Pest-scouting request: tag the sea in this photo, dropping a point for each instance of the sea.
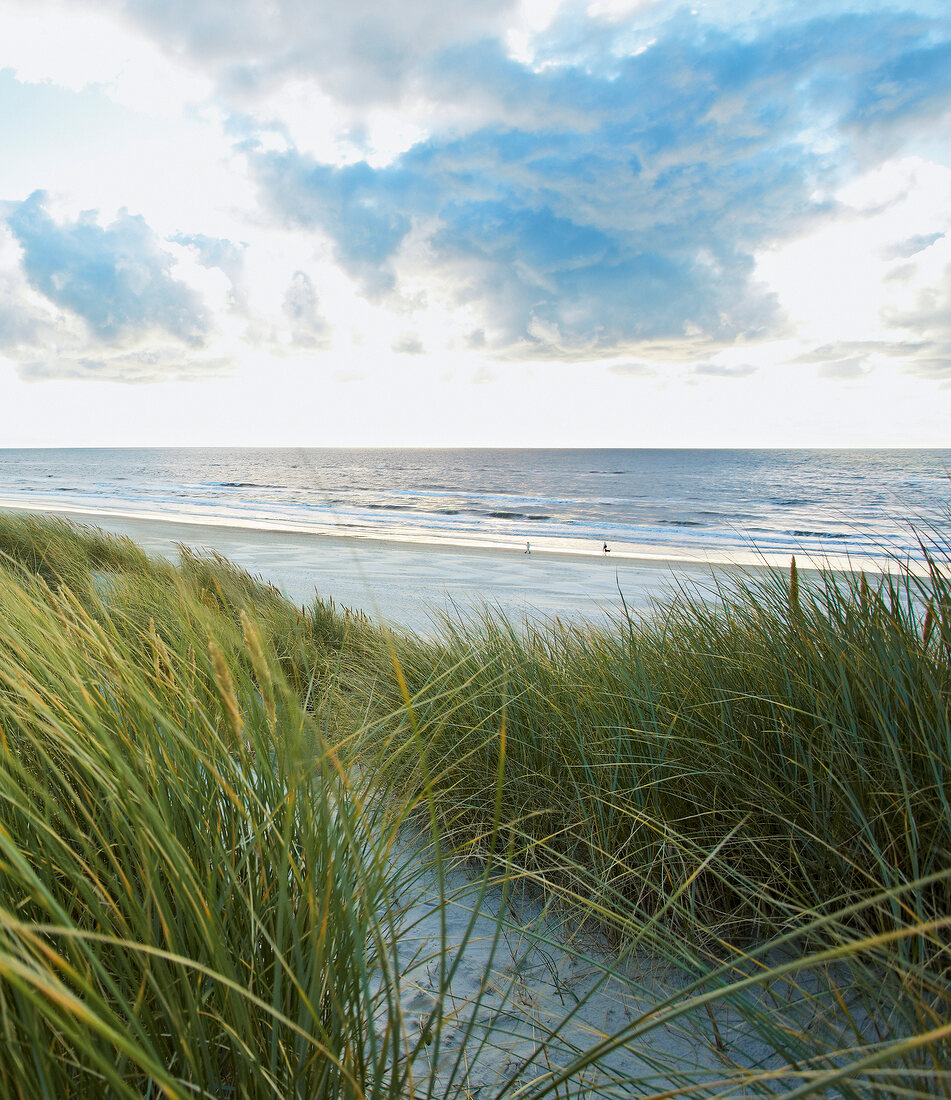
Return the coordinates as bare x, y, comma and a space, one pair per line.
682, 505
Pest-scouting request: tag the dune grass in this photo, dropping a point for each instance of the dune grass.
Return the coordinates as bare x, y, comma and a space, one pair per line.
207, 798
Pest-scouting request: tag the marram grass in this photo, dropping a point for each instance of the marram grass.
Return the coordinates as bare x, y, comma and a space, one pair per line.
208, 800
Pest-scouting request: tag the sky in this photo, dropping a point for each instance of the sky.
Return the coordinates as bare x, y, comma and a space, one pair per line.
490, 222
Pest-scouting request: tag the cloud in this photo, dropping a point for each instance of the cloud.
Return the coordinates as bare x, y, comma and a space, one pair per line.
309, 329
723, 370
79, 300
227, 256
844, 370
117, 278
361, 52
929, 319
609, 207
906, 249
632, 370
409, 343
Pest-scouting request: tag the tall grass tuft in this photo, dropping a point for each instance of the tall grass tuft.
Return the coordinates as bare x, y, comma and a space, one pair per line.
223, 820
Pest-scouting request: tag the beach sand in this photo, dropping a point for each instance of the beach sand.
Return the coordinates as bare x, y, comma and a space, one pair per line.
406, 583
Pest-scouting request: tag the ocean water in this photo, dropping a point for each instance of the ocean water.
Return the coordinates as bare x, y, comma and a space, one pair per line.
690, 505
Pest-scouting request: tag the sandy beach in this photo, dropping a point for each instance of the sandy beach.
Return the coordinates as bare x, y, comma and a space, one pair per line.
406, 583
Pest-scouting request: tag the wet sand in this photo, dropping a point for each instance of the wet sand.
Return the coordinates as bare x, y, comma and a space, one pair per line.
407, 583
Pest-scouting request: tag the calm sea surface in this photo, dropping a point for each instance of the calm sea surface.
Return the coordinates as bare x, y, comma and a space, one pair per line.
690, 504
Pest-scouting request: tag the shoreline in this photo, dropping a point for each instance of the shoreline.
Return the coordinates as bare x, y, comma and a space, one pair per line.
408, 584
730, 557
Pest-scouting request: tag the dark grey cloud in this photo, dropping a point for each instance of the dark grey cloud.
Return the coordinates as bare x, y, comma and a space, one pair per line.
117, 278
362, 52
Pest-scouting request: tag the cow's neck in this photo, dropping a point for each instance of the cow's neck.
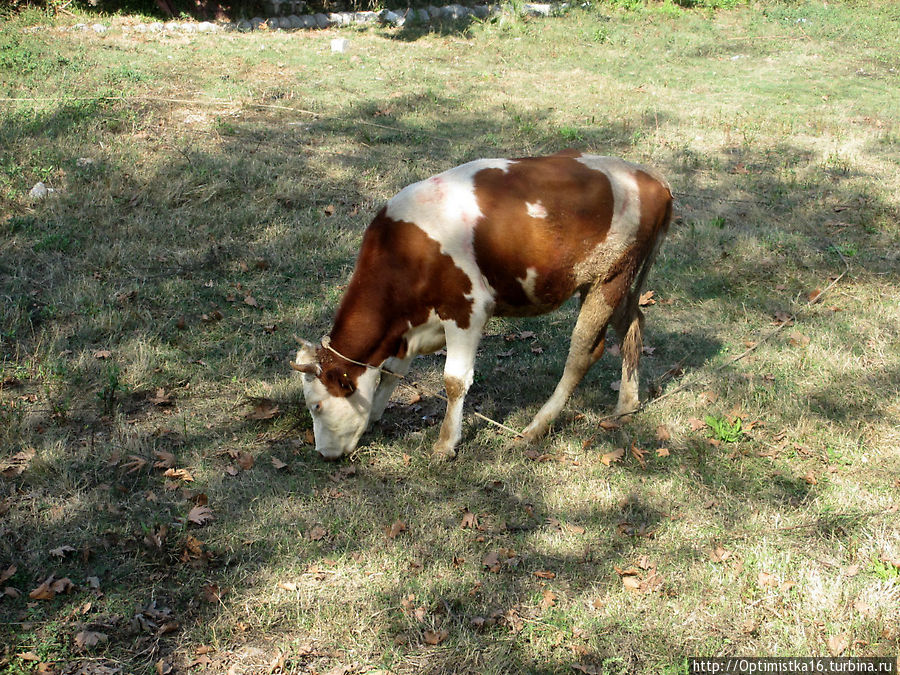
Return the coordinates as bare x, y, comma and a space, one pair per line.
364, 329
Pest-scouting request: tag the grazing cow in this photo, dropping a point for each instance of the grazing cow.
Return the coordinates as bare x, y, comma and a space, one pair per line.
504, 237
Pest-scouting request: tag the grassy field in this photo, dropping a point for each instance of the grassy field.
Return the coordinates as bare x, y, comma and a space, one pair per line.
161, 506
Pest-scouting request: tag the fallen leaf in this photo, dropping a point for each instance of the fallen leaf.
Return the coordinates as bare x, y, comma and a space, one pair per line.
798, 339
134, 464
837, 644
161, 398
719, 554
245, 460
631, 583
212, 593
469, 520
182, 474
200, 515
8, 572
88, 638
613, 456
436, 637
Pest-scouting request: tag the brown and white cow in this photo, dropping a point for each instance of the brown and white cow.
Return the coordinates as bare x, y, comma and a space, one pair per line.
504, 237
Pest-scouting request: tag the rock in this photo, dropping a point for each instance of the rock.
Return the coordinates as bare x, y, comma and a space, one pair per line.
39, 191
391, 18
537, 9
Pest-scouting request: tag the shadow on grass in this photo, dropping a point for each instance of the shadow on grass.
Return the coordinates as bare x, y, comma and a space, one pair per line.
204, 216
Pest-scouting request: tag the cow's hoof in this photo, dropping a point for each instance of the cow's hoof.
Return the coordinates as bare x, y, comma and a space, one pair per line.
442, 454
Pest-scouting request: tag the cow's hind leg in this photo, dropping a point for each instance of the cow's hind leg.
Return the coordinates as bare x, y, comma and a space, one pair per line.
586, 348
459, 371
629, 322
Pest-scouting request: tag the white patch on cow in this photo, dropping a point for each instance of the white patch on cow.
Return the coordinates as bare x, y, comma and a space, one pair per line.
446, 209
535, 210
426, 338
529, 284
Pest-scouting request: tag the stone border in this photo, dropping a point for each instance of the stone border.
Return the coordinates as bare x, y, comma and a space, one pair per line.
397, 18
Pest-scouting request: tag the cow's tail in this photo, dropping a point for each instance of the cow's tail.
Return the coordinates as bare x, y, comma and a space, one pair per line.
629, 319
644, 268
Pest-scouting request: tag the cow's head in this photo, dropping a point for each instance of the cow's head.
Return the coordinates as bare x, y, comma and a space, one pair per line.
339, 398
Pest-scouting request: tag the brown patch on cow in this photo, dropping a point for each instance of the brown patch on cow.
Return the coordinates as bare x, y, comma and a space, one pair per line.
401, 275
578, 202
655, 200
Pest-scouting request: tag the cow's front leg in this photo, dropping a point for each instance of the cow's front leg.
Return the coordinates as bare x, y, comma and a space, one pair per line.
459, 371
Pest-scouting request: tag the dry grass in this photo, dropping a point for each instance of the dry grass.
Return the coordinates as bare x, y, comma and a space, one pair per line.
214, 159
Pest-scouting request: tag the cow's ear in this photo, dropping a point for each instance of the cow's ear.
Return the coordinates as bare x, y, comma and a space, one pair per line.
340, 380
313, 369
306, 361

********

* [Treść polecenia]:
Przedstaw cały powyższy materiał jako tabelę Markdown z kolumnami „Nr” i „Wiersz”, w której każda niepusta linia zajmuje osobny wiersz z kolejnym numerem. Obrazy pomiń.

* [Wynik zadania]:
| Nr | Wiersz |
|---|---|
| 1 | Pest-scouting request: tag the sea in this photo, dropping a point for each instance of the sea. |
| 2 | Return the coordinates as bare x, y, comma and a space, one pair per line. |
| 3 | 682, 505 |
| 4 | Pest-scouting request: tag the dune grass in this photo, dropping a point for each instance of the dune grass. |
| 5 | Return the coordinates as bare x, y, comma and a space, one pair per line. |
| 6 | 207, 798 |
| 7 | Pest-scouting request: tag the marram grass in this photo, dropping a point for each instance of the marram grass. |
| 8 | Return the coordinates as bare x, y, comma and a space, one pair per line. |
| 9 | 208, 800 |
| 10 | Pest-scouting request: tag the sky in this photo, dropping a point for each instance of the sky. |
| 11 | Return the coordinates as bare x, y, comma and a space, one pair per line. |
| 12 | 490, 222 |
| 13 | Pest-scouting request: tag the cloud in this photo, dropping a point for each instance of the cloud. |
| 14 | Return the coordinates as bare x, y, comma and a space, one pair per line. |
| 15 | 309, 329 |
| 16 | 723, 370 |
| 17 | 79, 300 |
| 18 | 227, 256 |
| 19 | 844, 370 |
| 20 | 117, 278 |
| 21 | 361, 52 |
| 22 | 929, 319 |
| 23 | 609, 207 |
| 24 | 906, 249 |
| 25 | 632, 370 |
| 26 | 409, 343 |
| 27 | Pest-scouting request: tag the tall grass tuft in this photo, dropping a point for each instance of the tall grass tuft. |
| 28 | Return the coordinates as bare x, y, comma and a space, one pair per line. |
| 29 | 223, 820 |
| 30 | Pest-scouting request: tag the beach sand in this photo, dropping a point for each instance of the beach sand. |
| 31 | Return the coordinates as bare x, y, comma and a space, one pair per line. |
| 32 | 406, 583 |
| 33 | Pest-scouting request: tag the ocean water in this photo, dropping a point for each instance of the ocean water. |
| 34 | Return the coordinates as bare x, y, comma and a space, one pair per line. |
| 35 | 690, 505 |
| 36 | Pest-scouting request: tag the sandy beach in this photo, dropping a point for each instance of the sandy beach. |
| 37 | Return the coordinates as bare x, y, comma and a space, one pair per line. |
| 38 | 406, 583 |
| 39 | Pest-scouting request: tag the wet sand in this photo, dropping a point for each instance of the wet sand. |
| 40 | Return the coordinates as bare x, y, comma and a space, one pair per line. |
| 41 | 407, 583 |
| 42 | Pest-scouting request: tag the calm sea surface in this photo, dropping a point for each instance of the calm sea surface. |
| 43 | Return the coordinates as bare x, y, comma and a space, one pair per line. |
| 44 | 690, 504 |
| 45 | Pest-scouting request: tag the shoreline in this photo, dropping a point for each instance of the shoreline. |
| 46 | Return the coordinates as bare x, y, comma and a space, one pair per line. |
| 47 | 408, 584 |
| 48 | 730, 557 |
| 49 | Pest-scouting request: tag the dark grey cloud in this photo, dropping a point for each instance of the dark grey cloud. |
| 50 | Return the coordinates as bare x, y, comma and a space, one pair per line. |
| 51 | 117, 278 |
| 52 | 362, 52 |
| 53 | Pest-scouting request: tag the cow's neck in this photo, dropping a point for each instance of the cow's neck. |
| 54 | Return the coordinates as bare x, y, comma and a space, one pair per line. |
| 55 | 364, 329 |
| 56 | Pest-scouting request: tag the grazing cow in this photo, dropping a point for each instance of the grazing cow. |
| 57 | Return the coordinates as bare x, y, comma and a space, one pair per line. |
| 58 | 504, 237 |
| 59 | Pest-scouting request: tag the grassy field in this photo, dropping a point for each instance of the grassy field. |
| 60 | Return the coordinates as bare x, y, comma and a space, one pair per line. |
| 61 | 161, 506 |
| 62 | Pest-scouting request: tag the fallen leaf in this photo, dropping a point for each instance of the fallen leaf. |
| 63 | Return the coordinates as bare x, y, comma and a space, one pair per line. |
| 64 | 798, 339 |
| 65 | 134, 464 |
| 66 | 837, 644 |
| 67 | 161, 398 |
| 68 | 719, 554 |
| 69 | 245, 460 |
| 70 | 631, 583 |
| 71 | 212, 593 |
| 72 | 469, 520 |
| 73 | 182, 474 |
| 74 | 200, 515 |
| 75 | 8, 572 |
| 76 | 88, 638 |
| 77 | 613, 456 |
| 78 | 436, 637 |
| 79 | Pest-scouting request: tag the brown and white cow in this photo, dropping a point for each instance of the brown and white cow. |
| 80 | Return the coordinates as bare x, y, comma and a space, one pair per line. |
| 81 | 504, 237 |
| 82 | Pest-scouting request: tag the rock in this photo, dropping a point for each instance of the rock. |
| 83 | Return the coordinates as bare x, y, comma and a space, one pair per line. |
| 84 | 39, 191 |
| 85 | 391, 18 |
| 86 | 537, 9 |
| 87 | Pest-scouting request: tag the shadow on grass in this photo, dropping a point for each instance of the shadow on grass. |
| 88 | Return the coordinates as bare x, y, comma and a space, one pair per line. |
| 89 | 204, 216 |
| 90 | Pest-scouting request: tag the cow's hoof in this photo, dropping a point for each instance of the cow's hoof. |
| 91 | Return the coordinates as bare x, y, comma and a space, one pair per line. |
| 92 | 442, 454 |
| 93 | Pest-scouting request: tag the cow's hind leg in this photo, dropping a point for each instance of the cow's hind leg. |
| 94 | Return the coordinates as bare x, y, comma and a space, one pair per line. |
| 95 | 586, 348 |
| 96 | 459, 371 |
| 97 | 629, 322 |
| 98 | Pest-scouting request: tag the white patch on cow in this photo, dropping a point for each instance of the white patch on cow. |
| 99 | Return the coordinates as bare x, y, comma and a space, one pair per line. |
| 100 | 446, 209 |
| 101 | 535, 210 |
| 102 | 426, 338 |
| 103 | 529, 284 |
| 104 | Pest-scouting request: tag the stone border in this photo, dropping a point for each instance of the stone border. |
| 105 | Return the coordinates as bare x, y, comma and a space, one pair per line. |
| 106 | 397, 18 |
| 107 | Pest-scouting request: tag the cow's tail in this photo, dropping a point for each instance of the cow's tail. |
| 108 | Return the coordinates as bare x, y, comma and a space, one pair per line. |
| 109 | 629, 319 |
| 110 | 644, 268 |
| 111 | Pest-scouting request: tag the cow's head in this photo, dropping a point for each instance of the cow's head. |
| 112 | Return the coordinates as bare x, y, comma and a space, one pair per line. |
| 113 | 339, 398 |
| 114 | Pest-scouting request: tag the brown patch on cow in this photo, dropping a point for each instance of the brown patch on cow. |
| 115 | Return the coordinates as bare x, y, comma and a space, one pair per line. |
| 116 | 401, 275 |
| 117 | 578, 202 |
| 118 | 655, 200 |
| 119 | Pest-scouting request: tag the cow's front leg in this photo, dropping a point for each instance of the cow's front leg. |
| 120 | Return the coordinates as bare x, y, comma and a space, one pair per line. |
| 121 | 459, 371 |
| 122 | Pest-scouting request: tag the dry grass in this photo, dropping a point for each instance of the dry grass. |
| 123 | Return the coordinates as bare x, y, comma and a space, one pair per line. |
| 124 | 214, 159 |
| 125 | Pest-scouting request: tag the cow's ear in this photo, dropping a point for each instance of the cow's ear. |
| 126 | Return the coordinates as bare x, y, comma and a space, one pair per line. |
| 127 | 340, 380 |
| 128 | 313, 369 |
| 129 | 306, 361 |